Quand la parodie du wokisme devient prophétie
Pierre Valentin | 19 décembre 2021
En publiant des tweets woke parodiques, le compte Titania McGrath, tenu par le comédien Andrew Doyle, a prédit une quinzaine de réelles polémiques.
Titania McGrath, lunettes noires ajustées sur le nez, n’a pas l’air de plaisanter. Celle qui se dit « écosexuelle » et non blanche, malgré ce que suggère sa photo de profil, publie régulièrement des tweets viraux. Citons-en quelques-uns : « La seule raison pour laquelle les Blancs ont des enfants est qu’ils peuvent simuler l’expérience de posséder un esclave », ou encore : « Les enfants ne sont jamais trop jeunes pour apprendre les maux de la blanchitude. Je viens d’enchaîner ma nièce de quatre ans au belvédère du jardin et de lui dire de réfléchir à sa complicité dans la traite des esclaves. Elle s’est immédiatement mise à pleurer, ce qui n’est qu’une preuve de sa fragilité blanche. » Ce compte anglophone, crée il y a plusieurs années par le journaliste, essayiste, et comédien britannique Andrew Doyle, comptabilise désormais plus de 660 000 abonnés sur Twitter. Face à ceux qui prétendent que le wokisme n’existe pas, Titania offre une réponse cinglante, en parodiant bien un quelque chose que nous reconnaissons instinctivement.
On pourrait pourtant être tenté d’y voir une caricature grossière n’ayant que très peu de rapport avec ce qu’elle prétend singer. Cependant, cela s’avère une interprétation difficile à tenir pour plusieurs raisons. Premièrement, nombre de personnes non woke, tellement habituées à voir des annonces passer sur les réseaux sociaux qui frôlent la folie (L’Oréal qui supprime de la liste de ses produits les termes « blanc » et « blanchissant », par exemple), la prennent pour un vrai compte. Cette confusion n’est pas que l’apanage des sceptiques du wokisme. Il arrive régulièrement que des militants authentiques partagent du Titania au premier degré. C’est notamment arrivé à Rokhaya Diallo, le 14 janvier 2020, lorsqu’elle a retweeté le tweet suivant : « Si quelqu’un vous demande des preuves de racisme, il suffit de leur répondre que de demander des preuves de racisme est en soi une preuve de racisme. À vous de jouer, bigots. »

....

#### CONSIGNE ÉCRITE:
Poursuivez l’article ci-dessus sur le compte parodique Titania McGrath à partir de sa dernière phrase.

#### DONNÉES FOURNIES:
....

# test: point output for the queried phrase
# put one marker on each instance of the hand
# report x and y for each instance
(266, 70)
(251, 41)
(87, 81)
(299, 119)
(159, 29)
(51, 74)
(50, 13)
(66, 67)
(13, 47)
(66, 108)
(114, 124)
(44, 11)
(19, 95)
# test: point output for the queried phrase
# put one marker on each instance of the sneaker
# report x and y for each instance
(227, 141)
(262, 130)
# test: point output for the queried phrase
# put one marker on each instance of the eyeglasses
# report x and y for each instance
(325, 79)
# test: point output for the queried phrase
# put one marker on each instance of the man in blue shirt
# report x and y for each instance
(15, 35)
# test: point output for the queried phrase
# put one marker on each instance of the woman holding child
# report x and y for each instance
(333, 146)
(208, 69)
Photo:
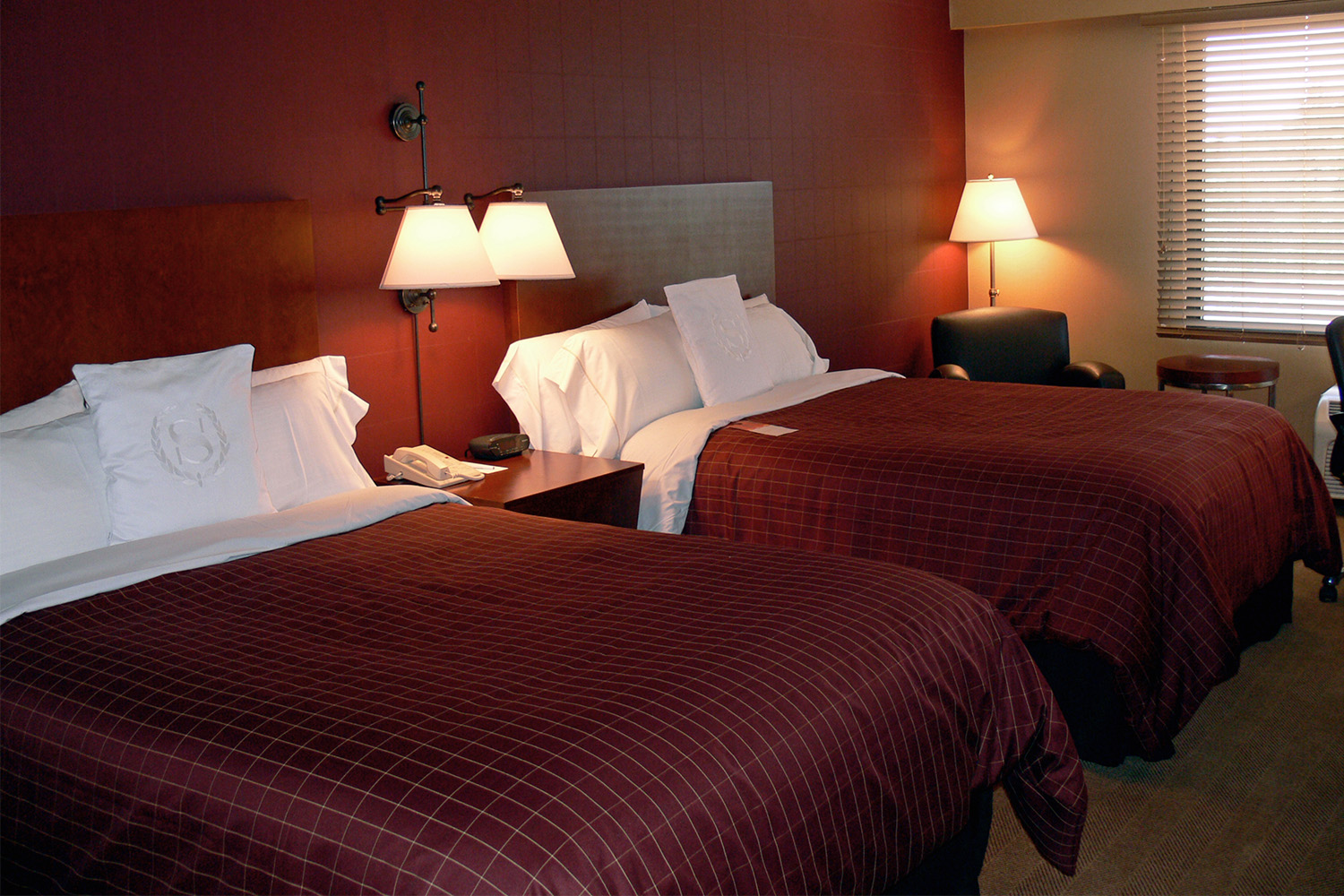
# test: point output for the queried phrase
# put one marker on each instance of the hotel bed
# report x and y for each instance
(1137, 540)
(312, 684)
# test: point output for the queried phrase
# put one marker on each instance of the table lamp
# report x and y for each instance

....

#### RÉPONSE PROPOSÉE:
Impossibilité de trier le bon grain woke de l’ivraie satirique
Ensuite, Titania « étaye » ses tweets de captures d’écran tirées d’articles de sites anglophones acquis aux thèses woke, permettant ainsi de démontrer que la frontière entre parodie et premier degré woke s’amenuise de jour en jour. C’est ce qui lui permet notamment de compiler une liste de 152 choses qui ont déjà été jugées comme participant à un système raciste par ces médias. On peut citer, pêle-mêle, les feux d’artifice, les mots croisés, la nage, les acronymes, le café, le poisson, le changement climatique, ou encore, bien évidemment, les céréales.
Afin de démontrer par l’absurde l’impossibilité de trier le bon grain woke de l’ivraie satirique, le journal Marianne proposait d’ailleurs en avril dernier un quiz intitulé « Woke ou fake ? ». La description, facétieuse, précisait que « les combats woke flirtent parfois avec les frontières du réel. Voici donc 20 propositions pouvant correspondre aux luttes progressistes : à vous de déterminer lesquelles sont authentiques et lesquelles sont bidon ». Le test, impitoyable, avait laissé votre serviteur avec à peine plus que la moyenne.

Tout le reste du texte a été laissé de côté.